> **Assigned task**: When the word "sock" appears in a line of the data below, list that line.

> **Source data**:
────────

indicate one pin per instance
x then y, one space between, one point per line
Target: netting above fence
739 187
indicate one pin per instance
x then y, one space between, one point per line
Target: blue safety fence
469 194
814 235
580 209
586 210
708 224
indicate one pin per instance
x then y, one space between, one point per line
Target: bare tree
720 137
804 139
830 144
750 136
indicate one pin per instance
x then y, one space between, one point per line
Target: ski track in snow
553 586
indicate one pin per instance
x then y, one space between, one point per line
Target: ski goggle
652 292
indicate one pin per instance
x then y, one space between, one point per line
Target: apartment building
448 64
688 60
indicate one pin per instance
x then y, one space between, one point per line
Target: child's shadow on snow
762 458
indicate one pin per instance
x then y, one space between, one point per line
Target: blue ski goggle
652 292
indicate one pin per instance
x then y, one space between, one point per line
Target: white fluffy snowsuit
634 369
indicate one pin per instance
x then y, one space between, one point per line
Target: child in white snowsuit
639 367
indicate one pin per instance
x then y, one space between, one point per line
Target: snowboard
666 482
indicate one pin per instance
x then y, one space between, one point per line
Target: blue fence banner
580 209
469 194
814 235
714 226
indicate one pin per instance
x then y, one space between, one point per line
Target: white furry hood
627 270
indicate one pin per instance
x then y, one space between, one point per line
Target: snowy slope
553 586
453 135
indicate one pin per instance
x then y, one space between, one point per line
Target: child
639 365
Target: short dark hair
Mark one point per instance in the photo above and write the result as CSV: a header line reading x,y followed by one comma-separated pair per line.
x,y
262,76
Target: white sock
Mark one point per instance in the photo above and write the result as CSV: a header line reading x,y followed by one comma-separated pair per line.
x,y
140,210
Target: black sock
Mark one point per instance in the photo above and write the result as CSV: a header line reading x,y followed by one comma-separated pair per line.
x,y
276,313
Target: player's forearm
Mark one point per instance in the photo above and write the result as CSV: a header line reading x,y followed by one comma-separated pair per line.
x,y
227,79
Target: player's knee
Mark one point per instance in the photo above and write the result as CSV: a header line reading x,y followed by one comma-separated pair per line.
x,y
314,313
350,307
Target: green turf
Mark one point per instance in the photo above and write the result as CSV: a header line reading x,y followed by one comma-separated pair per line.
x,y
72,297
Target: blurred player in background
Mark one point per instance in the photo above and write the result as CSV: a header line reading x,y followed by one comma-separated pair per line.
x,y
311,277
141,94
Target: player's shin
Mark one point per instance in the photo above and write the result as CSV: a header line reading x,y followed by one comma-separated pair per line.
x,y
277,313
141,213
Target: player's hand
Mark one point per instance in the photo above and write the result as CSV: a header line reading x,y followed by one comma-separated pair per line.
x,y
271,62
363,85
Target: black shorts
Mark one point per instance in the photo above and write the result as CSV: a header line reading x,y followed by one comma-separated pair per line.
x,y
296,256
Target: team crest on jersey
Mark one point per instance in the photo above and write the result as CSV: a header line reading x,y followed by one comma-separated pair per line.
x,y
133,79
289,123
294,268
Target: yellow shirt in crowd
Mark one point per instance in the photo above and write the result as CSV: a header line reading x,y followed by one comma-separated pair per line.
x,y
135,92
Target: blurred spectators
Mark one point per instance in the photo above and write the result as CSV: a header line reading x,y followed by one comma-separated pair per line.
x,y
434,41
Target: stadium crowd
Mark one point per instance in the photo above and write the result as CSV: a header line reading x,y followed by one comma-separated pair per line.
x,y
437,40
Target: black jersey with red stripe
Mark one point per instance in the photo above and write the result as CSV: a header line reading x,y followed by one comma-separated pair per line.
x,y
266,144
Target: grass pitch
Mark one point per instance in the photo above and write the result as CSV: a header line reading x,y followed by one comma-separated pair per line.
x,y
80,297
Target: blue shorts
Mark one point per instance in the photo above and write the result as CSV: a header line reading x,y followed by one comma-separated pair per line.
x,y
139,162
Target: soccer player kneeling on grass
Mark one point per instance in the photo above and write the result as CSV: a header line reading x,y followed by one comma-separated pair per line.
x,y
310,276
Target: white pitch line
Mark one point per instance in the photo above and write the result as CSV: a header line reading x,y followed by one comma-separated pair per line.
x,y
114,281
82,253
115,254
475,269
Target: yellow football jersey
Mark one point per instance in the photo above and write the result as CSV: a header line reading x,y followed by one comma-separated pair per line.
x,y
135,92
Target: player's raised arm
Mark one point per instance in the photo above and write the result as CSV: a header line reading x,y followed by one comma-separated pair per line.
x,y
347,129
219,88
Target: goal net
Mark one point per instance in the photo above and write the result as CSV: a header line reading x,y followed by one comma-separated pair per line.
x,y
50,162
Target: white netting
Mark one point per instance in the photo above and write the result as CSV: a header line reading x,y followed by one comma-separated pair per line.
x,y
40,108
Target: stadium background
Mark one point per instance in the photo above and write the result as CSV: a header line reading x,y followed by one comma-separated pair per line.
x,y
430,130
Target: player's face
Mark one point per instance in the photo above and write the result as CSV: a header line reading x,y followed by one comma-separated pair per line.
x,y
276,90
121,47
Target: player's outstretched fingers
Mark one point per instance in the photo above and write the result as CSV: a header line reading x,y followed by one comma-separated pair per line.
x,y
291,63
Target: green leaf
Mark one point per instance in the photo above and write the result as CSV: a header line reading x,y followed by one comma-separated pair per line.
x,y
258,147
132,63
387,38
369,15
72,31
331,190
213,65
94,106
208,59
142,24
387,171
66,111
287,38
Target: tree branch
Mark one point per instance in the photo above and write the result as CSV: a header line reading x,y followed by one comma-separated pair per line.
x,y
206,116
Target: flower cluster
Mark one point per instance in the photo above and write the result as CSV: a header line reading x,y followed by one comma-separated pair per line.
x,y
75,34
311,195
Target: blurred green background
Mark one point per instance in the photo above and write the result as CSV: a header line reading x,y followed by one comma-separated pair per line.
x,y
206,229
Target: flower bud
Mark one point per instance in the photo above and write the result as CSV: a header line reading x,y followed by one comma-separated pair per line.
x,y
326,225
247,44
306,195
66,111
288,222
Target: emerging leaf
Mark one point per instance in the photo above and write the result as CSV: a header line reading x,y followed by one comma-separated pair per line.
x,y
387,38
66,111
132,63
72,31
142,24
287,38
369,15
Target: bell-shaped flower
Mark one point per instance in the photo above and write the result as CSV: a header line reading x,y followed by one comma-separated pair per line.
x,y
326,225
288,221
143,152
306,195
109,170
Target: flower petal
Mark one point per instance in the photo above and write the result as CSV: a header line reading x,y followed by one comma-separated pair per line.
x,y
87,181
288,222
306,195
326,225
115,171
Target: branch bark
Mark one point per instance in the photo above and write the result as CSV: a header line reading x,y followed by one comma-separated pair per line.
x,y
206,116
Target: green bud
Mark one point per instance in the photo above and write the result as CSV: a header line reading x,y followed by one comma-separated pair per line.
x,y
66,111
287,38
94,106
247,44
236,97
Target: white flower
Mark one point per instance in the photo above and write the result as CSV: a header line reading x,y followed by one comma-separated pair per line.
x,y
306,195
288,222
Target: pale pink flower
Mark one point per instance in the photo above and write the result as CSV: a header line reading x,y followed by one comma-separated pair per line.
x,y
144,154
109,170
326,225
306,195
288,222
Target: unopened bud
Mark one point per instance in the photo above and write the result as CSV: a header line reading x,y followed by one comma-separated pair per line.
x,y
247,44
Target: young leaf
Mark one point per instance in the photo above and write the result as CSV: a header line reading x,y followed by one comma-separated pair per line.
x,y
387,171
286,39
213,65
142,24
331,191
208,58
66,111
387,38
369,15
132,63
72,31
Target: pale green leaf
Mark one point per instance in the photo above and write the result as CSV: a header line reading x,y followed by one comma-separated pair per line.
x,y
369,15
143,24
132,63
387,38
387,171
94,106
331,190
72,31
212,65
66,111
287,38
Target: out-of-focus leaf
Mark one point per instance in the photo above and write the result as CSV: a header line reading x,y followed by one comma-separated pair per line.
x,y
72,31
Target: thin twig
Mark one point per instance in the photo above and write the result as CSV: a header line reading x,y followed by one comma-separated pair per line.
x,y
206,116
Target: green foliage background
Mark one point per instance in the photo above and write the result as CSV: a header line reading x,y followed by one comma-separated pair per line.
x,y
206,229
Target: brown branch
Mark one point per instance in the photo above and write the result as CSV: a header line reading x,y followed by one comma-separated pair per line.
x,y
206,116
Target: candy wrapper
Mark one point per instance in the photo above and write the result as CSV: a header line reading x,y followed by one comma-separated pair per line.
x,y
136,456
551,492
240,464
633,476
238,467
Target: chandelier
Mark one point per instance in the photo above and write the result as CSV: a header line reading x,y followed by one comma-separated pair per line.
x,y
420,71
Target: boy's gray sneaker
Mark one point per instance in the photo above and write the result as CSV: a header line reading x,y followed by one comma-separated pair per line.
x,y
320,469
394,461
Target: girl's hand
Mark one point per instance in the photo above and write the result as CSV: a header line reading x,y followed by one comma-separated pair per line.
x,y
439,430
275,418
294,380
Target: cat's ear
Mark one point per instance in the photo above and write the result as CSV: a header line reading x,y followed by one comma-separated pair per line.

────────

> **Answer box**:
Target: white sock
Target: black sock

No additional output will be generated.